Task objective
Return each line in the records below that contains the word "rocky".

Given information
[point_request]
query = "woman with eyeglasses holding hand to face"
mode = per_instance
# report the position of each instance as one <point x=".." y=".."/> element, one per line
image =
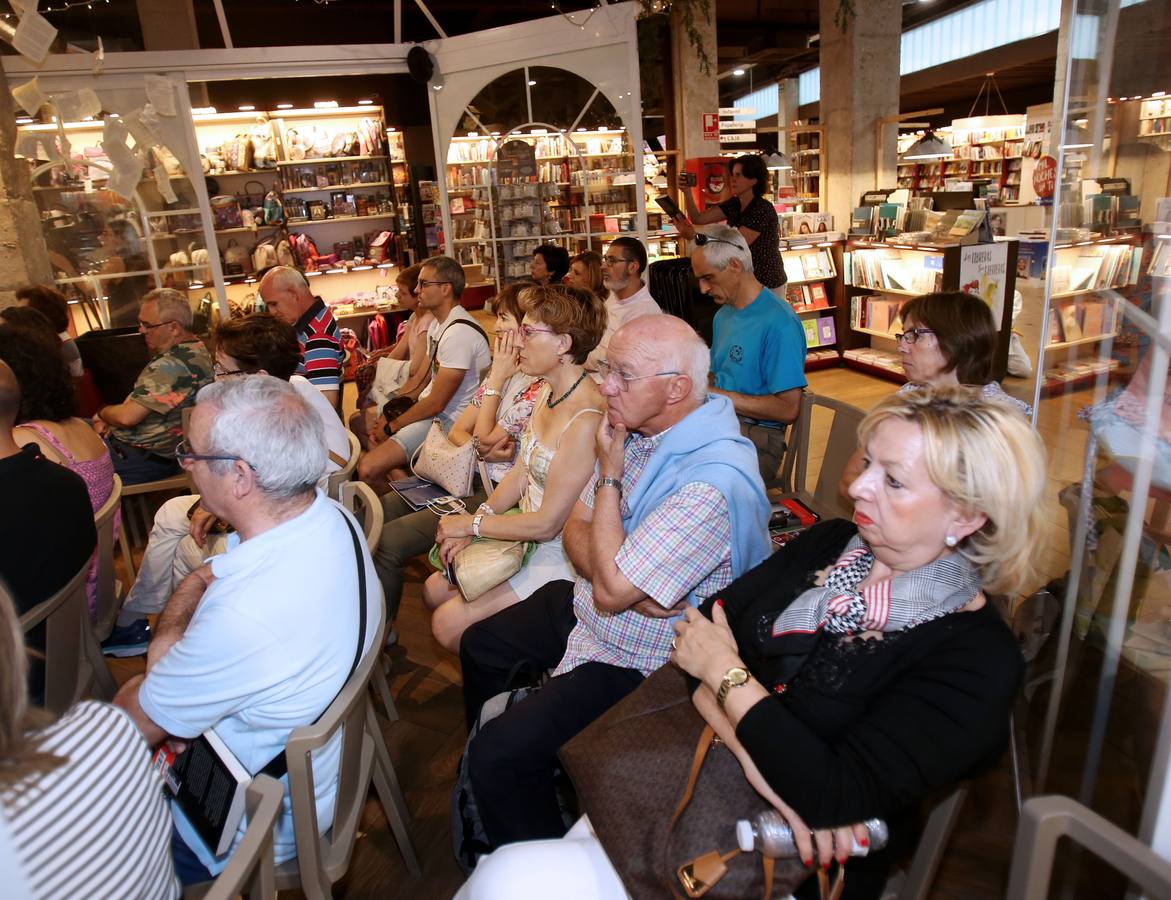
<point x="561" y="327"/>
<point x="949" y="338"/>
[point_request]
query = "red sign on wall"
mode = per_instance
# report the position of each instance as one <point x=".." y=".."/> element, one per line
<point x="1045" y="177"/>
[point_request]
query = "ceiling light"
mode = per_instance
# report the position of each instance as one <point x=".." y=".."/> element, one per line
<point x="778" y="162"/>
<point x="929" y="146"/>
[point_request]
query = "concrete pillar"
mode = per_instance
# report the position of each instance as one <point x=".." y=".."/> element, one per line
<point x="694" y="93"/>
<point x="24" y="259"/>
<point x="860" y="84"/>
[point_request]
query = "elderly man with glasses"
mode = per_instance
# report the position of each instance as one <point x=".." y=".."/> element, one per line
<point x="623" y="267"/>
<point x="758" y="344"/>
<point x="262" y="638"/>
<point x="143" y="431"/>
<point x="458" y="352"/>
<point x="675" y="513"/>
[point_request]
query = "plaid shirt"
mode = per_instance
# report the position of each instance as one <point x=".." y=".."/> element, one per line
<point x="683" y="545"/>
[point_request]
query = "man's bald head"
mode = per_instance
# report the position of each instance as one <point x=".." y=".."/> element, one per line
<point x="672" y="344"/>
<point x="9" y="397"/>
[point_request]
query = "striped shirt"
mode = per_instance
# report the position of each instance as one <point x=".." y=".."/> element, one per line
<point x="96" y="825"/>
<point x="683" y="545"/>
<point x="321" y="348"/>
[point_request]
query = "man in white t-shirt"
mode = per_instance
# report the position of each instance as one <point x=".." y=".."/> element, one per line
<point x="261" y="639"/>
<point x="183" y="536"/>
<point x="623" y="267"/>
<point x="459" y="355"/>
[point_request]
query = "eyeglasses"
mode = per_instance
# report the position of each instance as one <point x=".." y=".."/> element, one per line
<point x="624" y="378"/>
<point x="185" y="457"/>
<point x="702" y="239"/>
<point x="912" y="335"/>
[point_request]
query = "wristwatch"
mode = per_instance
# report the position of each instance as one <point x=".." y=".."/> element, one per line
<point x="734" y="677"/>
<point x="605" y="481"/>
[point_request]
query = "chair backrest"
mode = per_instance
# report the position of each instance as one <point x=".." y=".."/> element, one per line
<point x="323" y="858"/>
<point x="107" y="593"/>
<point x="251" y="870"/>
<point x="67" y="673"/>
<point x="840" y="445"/>
<point x="335" y="481"/>
<point x="1045" y="821"/>
<point x="360" y="499"/>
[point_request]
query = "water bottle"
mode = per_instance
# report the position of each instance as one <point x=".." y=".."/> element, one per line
<point x="771" y="835"/>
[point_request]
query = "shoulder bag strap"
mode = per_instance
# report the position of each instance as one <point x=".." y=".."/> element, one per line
<point x="278" y="767"/>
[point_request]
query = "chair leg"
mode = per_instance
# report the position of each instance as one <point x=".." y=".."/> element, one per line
<point x="381" y="686"/>
<point x="390" y="795"/>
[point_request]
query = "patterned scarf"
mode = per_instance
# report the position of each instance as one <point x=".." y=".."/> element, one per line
<point x="898" y="603"/>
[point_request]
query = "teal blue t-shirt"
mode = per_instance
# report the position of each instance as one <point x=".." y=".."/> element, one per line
<point x="760" y="349"/>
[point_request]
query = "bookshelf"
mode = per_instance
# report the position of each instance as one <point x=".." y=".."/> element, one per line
<point x="814" y="289"/>
<point x="880" y="277"/>
<point x="808" y="155"/>
<point x="1084" y="280"/>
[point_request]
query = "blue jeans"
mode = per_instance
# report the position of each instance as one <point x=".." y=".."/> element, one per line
<point x="136" y="466"/>
<point x="186" y="864"/>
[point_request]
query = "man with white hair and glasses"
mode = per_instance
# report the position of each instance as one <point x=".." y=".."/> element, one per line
<point x="758" y="344"/>
<point x="259" y="640"/>
<point x="143" y="431"/>
<point x="675" y="513"/>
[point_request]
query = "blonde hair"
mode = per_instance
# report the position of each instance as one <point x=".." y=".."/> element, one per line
<point x="985" y="458"/>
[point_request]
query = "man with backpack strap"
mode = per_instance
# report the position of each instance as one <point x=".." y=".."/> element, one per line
<point x="459" y="355"/>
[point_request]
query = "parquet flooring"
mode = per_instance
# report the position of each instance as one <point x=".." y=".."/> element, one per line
<point x="429" y="736"/>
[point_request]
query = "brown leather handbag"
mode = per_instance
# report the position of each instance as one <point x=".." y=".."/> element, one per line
<point x="669" y="833"/>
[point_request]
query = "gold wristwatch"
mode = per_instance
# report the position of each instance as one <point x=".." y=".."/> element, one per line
<point x="734" y="677"/>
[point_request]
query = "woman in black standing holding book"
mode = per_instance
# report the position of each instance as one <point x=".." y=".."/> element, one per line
<point x="748" y="211"/>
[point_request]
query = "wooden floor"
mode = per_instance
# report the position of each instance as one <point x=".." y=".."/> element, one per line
<point x="428" y="739"/>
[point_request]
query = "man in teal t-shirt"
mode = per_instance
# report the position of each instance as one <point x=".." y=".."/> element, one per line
<point x="758" y="344"/>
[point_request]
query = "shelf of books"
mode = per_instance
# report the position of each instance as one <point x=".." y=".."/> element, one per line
<point x="1086" y="280"/>
<point x="881" y="277"/>
<point x="814" y="290"/>
<point x="572" y="189"/>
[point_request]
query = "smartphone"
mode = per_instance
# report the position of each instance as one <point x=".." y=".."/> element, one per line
<point x="669" y="206"/>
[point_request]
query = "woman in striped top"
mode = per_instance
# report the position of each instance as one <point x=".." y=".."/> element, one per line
<point x="86" y="812"/>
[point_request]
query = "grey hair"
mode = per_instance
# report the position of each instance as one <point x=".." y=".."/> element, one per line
<point x="172" y="306"/>
<point x="286" y="277"/>
<point x="447" y="269"/>
<point x="735" y="247"/>
<point x="266" y="423"/>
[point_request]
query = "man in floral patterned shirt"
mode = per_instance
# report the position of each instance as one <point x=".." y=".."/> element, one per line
<point x="144" y="430"/>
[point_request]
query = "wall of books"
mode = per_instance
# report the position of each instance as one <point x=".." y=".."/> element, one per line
<point x="511" y="193"/>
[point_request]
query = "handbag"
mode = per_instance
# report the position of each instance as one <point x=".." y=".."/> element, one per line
<point x="628" y="768"/>
<point x="487" y="561"/>
<point x="442" y="462"/>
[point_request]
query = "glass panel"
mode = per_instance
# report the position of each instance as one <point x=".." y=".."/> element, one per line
<point x="1093" y="316"/>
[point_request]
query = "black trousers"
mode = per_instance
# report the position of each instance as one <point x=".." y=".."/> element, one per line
<point x="512" y="760"/>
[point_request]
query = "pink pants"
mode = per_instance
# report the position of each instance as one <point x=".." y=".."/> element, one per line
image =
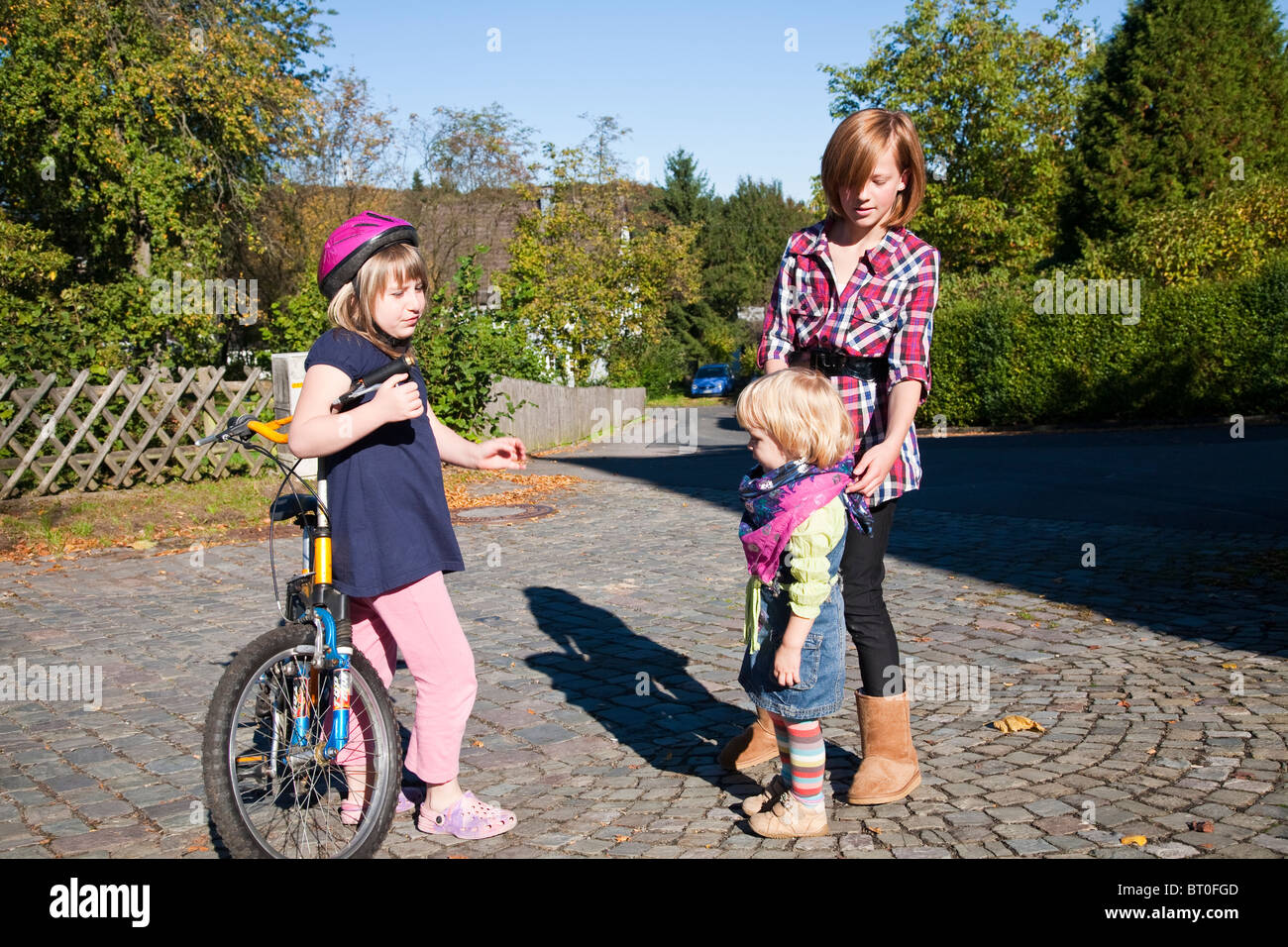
<point x="419" y="620"/>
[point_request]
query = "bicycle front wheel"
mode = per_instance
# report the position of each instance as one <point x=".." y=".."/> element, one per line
<point x="270" y="789"/>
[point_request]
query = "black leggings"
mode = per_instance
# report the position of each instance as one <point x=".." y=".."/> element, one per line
<point x="866" y="617"/>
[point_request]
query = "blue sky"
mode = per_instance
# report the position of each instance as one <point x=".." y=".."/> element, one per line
<point x="712" y="77"/>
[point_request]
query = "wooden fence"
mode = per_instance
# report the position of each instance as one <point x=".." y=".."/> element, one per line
<point x="85" y="437"/>
<point x="127" y="432"/>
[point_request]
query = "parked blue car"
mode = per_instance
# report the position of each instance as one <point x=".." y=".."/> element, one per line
<point x="712" y="379"/>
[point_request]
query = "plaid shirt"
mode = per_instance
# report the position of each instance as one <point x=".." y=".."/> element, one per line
<point x="884" y="311"/>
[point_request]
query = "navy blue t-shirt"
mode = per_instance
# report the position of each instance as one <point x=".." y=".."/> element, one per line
<point x="389" y="519"/>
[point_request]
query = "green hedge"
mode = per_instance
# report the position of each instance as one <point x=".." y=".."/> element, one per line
<point x="1203" y="350"/>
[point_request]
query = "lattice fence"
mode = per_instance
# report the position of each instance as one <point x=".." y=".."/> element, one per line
<point x="127" y="432"/>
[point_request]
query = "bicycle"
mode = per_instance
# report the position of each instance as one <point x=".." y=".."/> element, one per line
<point x="301" y="755"/>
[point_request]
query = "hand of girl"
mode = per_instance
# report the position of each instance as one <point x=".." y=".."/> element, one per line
<point x="874" y="467"/>
<point x="502" y="454"/>
<point x="787" y="665"/>
<point x="398" y="402"/>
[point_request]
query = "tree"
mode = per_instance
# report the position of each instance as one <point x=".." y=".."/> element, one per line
<point x="995" y="106"/>
<point x="687" y="193"/>
<point x="467" y="150"/>
<point x="584" y="274"/>
<point x="1190" y="98"/>
<point x="145" y="129"/>
<point x="605" y="132"/>
<point x="743" y="243"/>
<point x="348" y="141"/>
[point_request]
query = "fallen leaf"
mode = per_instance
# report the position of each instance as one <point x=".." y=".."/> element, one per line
<point x="1014" y="723"/>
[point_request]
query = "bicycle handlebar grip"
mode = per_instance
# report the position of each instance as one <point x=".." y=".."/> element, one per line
<point x="373" y="379"/>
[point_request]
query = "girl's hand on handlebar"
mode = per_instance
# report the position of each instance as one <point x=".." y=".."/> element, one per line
<point x="398" y="402"/>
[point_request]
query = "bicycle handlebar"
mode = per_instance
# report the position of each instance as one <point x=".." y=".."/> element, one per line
<point x="373" y="380"/>
<point x="244" y="425"/>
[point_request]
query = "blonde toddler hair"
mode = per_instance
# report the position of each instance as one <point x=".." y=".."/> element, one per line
<point x="800" y="408"/>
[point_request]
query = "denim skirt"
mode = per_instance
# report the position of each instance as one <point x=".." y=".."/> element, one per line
<point x="822" y="677"/>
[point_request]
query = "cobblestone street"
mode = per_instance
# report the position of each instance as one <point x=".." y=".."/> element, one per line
<point x="606" y="646"/>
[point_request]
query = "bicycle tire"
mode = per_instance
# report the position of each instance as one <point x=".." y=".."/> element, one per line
<point x="266" y="804"/>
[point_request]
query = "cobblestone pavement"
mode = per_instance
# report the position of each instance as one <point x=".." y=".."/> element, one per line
<point x="606" y="644"/>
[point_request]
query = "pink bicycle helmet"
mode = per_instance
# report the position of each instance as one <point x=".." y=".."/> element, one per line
<point x="355" y="243"/>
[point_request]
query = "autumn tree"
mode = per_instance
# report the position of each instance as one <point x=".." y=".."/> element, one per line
<point x="995" y="105"/>
<point x="584" y="274"/>
<point x="1190" y="98"/>
<point x="140" y="138"/>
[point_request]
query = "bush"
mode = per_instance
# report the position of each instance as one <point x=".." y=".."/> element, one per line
<point x="1229" y="235"/>
<point x="1214" y="348"/>
<point x="660" y="367"/>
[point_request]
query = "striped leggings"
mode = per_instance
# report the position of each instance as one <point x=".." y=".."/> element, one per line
<point x="800" y="749"/>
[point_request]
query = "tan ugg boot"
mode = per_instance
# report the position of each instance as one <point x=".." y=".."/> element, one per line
<point x="790" y="819"/>
<point x="776" y="789"/>
<point x="755" y="745"/>
<point x="889" y="770"/>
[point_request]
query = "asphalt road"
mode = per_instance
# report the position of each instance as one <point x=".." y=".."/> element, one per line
<point x="1192" y="478"/>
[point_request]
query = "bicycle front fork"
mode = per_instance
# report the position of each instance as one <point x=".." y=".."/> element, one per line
<point x="307" y="688"/>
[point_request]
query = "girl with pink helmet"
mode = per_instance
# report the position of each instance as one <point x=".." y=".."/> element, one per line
<point x="391" y="534"/>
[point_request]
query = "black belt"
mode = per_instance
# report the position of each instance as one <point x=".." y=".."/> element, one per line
<point x="832" y="364"/>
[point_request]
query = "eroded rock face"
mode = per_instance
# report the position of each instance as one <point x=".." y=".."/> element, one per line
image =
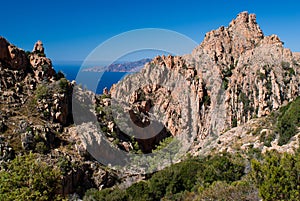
<point x="235" y="74"/>
<point x="38" y="47"/>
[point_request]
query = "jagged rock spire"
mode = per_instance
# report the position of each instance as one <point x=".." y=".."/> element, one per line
<point x="38" y="47"/>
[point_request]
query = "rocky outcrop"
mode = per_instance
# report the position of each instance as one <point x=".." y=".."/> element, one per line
<point x="12" y="56"/>
<point x="234" y="75"/>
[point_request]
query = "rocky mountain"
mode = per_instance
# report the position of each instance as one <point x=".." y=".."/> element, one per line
<point x="133" y="66"/>
<point x="236" y="74"/>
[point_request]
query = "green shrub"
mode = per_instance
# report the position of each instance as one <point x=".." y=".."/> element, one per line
<point x="29" y="179"/>
<point x="288" y="122"/>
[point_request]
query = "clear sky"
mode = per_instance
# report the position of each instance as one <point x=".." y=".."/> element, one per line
<point x="70" y="30"/>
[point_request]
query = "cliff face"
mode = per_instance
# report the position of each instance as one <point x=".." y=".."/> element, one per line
<point x="234" y="75"/>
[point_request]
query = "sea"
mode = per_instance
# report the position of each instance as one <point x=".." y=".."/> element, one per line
<point x="94" y="81"/>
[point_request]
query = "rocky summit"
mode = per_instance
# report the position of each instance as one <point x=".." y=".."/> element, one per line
<point x="236" y="74"/>
<point x="237" y="92"/>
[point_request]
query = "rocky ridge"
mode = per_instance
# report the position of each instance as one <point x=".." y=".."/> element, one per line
<point x="36" y="116"/>
<point x="236" y="74"/>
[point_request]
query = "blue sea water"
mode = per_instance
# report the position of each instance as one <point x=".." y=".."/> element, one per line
<point x="93" y="81"/>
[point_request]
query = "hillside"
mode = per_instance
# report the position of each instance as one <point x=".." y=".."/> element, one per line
<point x="180" y="128"/>
<point x="133" y="66"/>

The answer
query = "rocky outcrop"
query = "rocky mountain"
query = "rocky summit"
query = "rocky ridge"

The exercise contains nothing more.